[Region pointing data]

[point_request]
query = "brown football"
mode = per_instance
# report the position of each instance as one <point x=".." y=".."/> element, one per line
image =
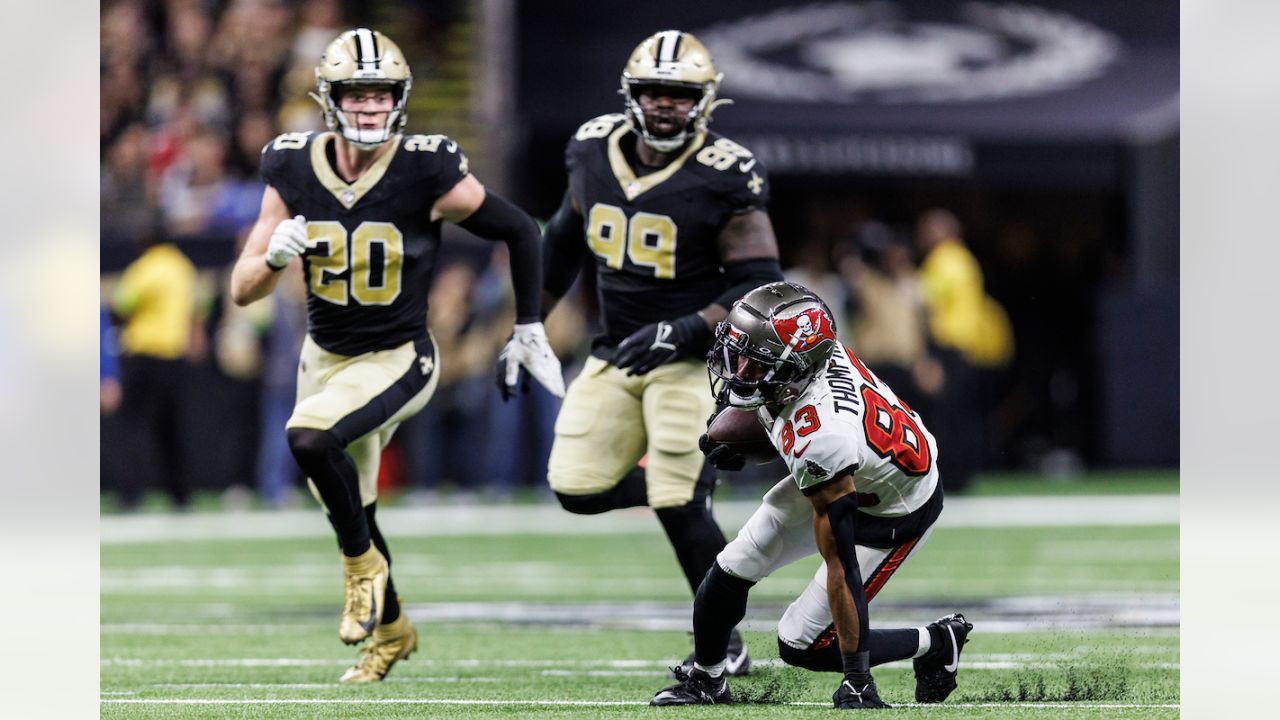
<point x="741" y="431"/>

What the task asks
Every line of the data should be copied as it stands, without the images.

Solution for this problem
[point_request]
query = "brown football"
mode = per_instance
# report the position of each instance as one <point x=".." y=".."/> element, one per line
image =
<point x="741" y="431"/>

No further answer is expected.